**INSTRUCTIONS FOR THE TASK**
Please copy every record below exactly, leaving out the pictures.

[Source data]
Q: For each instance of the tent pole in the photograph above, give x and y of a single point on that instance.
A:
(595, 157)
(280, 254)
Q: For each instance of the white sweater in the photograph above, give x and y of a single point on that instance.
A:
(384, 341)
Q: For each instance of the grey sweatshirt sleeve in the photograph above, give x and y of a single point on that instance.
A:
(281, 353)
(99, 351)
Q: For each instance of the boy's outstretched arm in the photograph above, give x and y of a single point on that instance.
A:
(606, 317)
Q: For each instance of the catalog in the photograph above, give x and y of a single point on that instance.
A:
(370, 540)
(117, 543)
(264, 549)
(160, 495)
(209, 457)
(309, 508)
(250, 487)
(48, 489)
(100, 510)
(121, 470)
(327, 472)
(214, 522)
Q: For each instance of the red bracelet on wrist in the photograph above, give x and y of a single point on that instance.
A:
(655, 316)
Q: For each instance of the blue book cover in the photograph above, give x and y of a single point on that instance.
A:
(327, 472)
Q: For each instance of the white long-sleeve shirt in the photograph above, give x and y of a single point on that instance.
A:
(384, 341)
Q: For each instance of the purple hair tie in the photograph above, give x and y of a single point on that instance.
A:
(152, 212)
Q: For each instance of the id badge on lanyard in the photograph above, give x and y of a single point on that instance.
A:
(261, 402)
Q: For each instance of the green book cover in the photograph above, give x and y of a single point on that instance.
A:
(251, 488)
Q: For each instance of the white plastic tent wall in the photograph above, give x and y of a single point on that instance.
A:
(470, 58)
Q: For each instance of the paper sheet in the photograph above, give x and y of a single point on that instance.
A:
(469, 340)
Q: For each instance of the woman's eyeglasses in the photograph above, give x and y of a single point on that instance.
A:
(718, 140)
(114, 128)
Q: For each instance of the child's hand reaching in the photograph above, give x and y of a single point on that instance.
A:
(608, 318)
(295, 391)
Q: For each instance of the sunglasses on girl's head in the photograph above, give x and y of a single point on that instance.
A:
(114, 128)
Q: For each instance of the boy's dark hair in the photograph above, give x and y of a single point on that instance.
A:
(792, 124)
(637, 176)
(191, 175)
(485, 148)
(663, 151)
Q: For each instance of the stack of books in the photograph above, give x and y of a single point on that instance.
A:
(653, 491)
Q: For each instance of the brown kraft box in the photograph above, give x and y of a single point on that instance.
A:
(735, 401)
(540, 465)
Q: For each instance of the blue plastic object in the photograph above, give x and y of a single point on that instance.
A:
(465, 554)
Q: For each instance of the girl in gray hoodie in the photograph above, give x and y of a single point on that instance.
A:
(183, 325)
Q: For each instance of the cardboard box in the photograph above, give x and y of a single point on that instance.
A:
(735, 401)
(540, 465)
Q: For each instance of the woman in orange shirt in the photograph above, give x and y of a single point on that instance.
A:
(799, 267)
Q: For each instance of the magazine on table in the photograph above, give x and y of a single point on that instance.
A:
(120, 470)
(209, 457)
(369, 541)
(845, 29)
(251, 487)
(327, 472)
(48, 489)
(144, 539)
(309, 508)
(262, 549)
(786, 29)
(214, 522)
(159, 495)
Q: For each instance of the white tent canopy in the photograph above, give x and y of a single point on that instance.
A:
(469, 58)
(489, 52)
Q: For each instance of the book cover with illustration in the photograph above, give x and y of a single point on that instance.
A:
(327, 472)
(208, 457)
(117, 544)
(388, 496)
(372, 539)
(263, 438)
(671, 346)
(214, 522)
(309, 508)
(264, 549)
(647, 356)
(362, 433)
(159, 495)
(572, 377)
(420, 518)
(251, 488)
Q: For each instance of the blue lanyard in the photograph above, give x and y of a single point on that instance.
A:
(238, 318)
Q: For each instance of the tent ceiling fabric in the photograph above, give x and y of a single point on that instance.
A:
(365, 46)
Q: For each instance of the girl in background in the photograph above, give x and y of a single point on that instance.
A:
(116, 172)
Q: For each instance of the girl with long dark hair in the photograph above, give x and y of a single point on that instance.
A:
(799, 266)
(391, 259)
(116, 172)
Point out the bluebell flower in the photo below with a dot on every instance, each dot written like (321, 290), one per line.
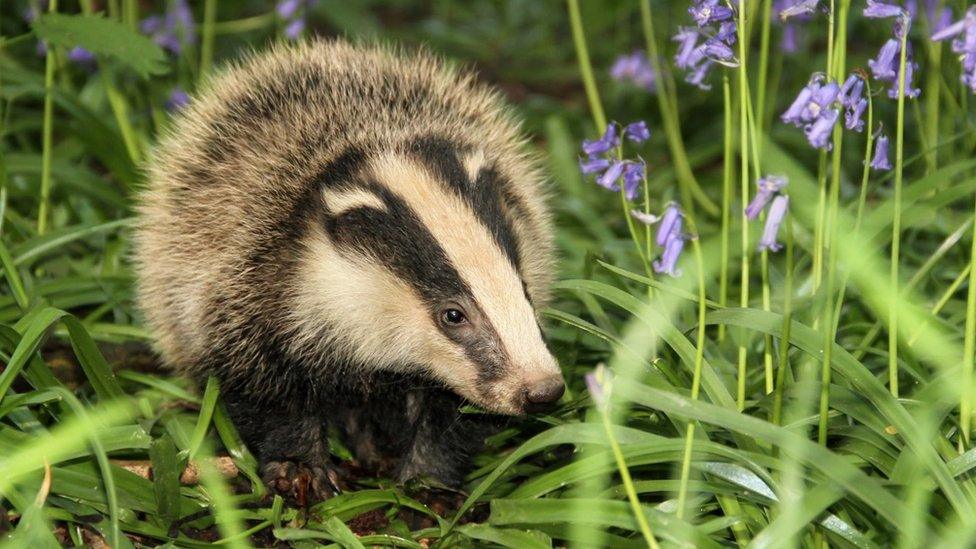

**RESULT**
Q: For each instance of the tent pole in the photograph above, give x and y of a single point on that instance.
A:
(595, 157)
(280, 254)
Q: For each instance of the white sweater in the photograph above, give x and y of a single point on that instance.
A:
(384, 341)
Q: For each instance of the grey sweatshirt sleeve in the photograph above, give x and y of a single point on that instance.
A:
(281, 353)
(99, 351)
Q: For each instance of the boy's outstretched arm in the photograph above, give x and y of a single point on that instance.
A:
(606, 317)
Q: For each instance of the catalog in the photograph above, give x and y of a single point on that instance.
A:
(370, 540)
(117, 543)
(264, 549)
(160, 495)
(209, 457)
(309, 508)
(250, 487)
(48, 489)
(100, 510)
(121, 470)
(327, 472)
(214, 522)
Q: For each instance of the red bracelet on wrist in the photograph above, give x and y of a single point on that instance.
A:
(655, 316)
Q: For each instance of the blue book cover in the photograph above, give x and y of a single point on that instance.
A:
(327, 472)
Q: For each instance of the white long-sleeve shirt in the photograph above, give x and y of a single point on that instance.
A:
(384, 341)
Q: For each instance of the purple hair tie in the photograph above, give x and y of a single point on that instance.
A:
(152, 212)
Q: For each instance of the id badge on lanyard in the photograph above, give x and y of a single point on that instance.
A:
(261, 402)
Q: For each instance of the green book cover in the photograph above, give x and y of a single point on that instance.
A:
(251, 488)
Q: For each instance of the white plastic tent wall in the photograph above, give x and y of a single point on that instance.
A:
(470, 58)
Q: For each instance of the paper sheet in the photograph above, give x and y of a single point on that instance.
A:
(469, 340)
Q: For each instance of the woman's eyeglasses in the photograph above, give x and y of a single point on that instance.
A:
(718, 140)
(114, 128)
Q: For each instance of the child's hand reaching in the photograph above, give x and y of a single point on that instance.
A:
(608, 318)
(295, 391)
Q: For each instance of the sunglasses on girl's head in the photograph above, give x and y of a single point on that instance.
A:
(114, 128)
Q: For each instance of the boy's dark hair in the photograph above, give x and y of a single point on that instance.
A:
(792, 124)
(637, 176)
(191, 175)
(485, 148)
(663, 151)
Q: For each instance of the stack of books in the photograph above, give x and y of a single point on that instance.
A:
(653, 491)
Q: For each instance of the brown kraft box in the photograph above, give x and y of a single point on that instance.
A:
(735, 401)
(540, 465)
Q: For each instance of the blue plastic object in the photograph above, give x and y of a single point on that instance.
A:
(465, 554)
Q: For each instance of the girl in gray hoodie in the photograph above, give x and y of a single point on that instance.
A:
(183, 325)
Q: For each instance of the cardboard box in the photograph above, give x and y of a single point on that instance.
A:
(735, 401)
(540, 465)
Q: For each instance of the woman in orange shirt in the photograph above, give x and y of a single point on that instance.
A:
(799, 267)
Q: For each instance of the magazine on table in the photograph above, give x and y of a single point on that instance.
A:
(120, 470)
(209, 457)
(369, 541)
(845, 29)
(251, 487)
(327, 472)
(48, 489)
(144, 539)
(309, 508)
(262, 549)
(786, 29)
(214, 522)
(159, 495)
Q: For each instance of the white tent canopy in the photograph above, give x and y of a single point on that instance.
A:
(469, 58)
(489, 52)
Q: For each instance of the book cover with illustration in the photograph above, give x and y of a single point on that instance.
A:
(327, 472)
(208, 457)
(117, 544)
(388, 496)
(372, 539)
(263, 438)
(671, 346)
(214, 522)
(309, 508)
(264, 549)
(647, 356)
(362, 433)
(159, 495)
(572, 377)
(420, 518)
(251, 488)
Q: For each instance of the blue lanyard in the photograph above, give x and y of a single point on that instance.
A:
(238, 318)
Q: For each instance of the tent ceiling fabric in the photograph above, give x and y of a single point on that instance.
A:
(365, 46)
Q: For each instance of the girl in background in the photograph above, give x and y of a single point on that instance.
A:
(116, 172)
Q: For each instance of the girl with long dark hair in the photograph above, give x and y of a single point on that instance.
A:
(799, 266)
(391, 259)
(116, 172)
Point out the bluebell flower in the photo below with a dot on every instance, each dot written like (321, 290), one per line.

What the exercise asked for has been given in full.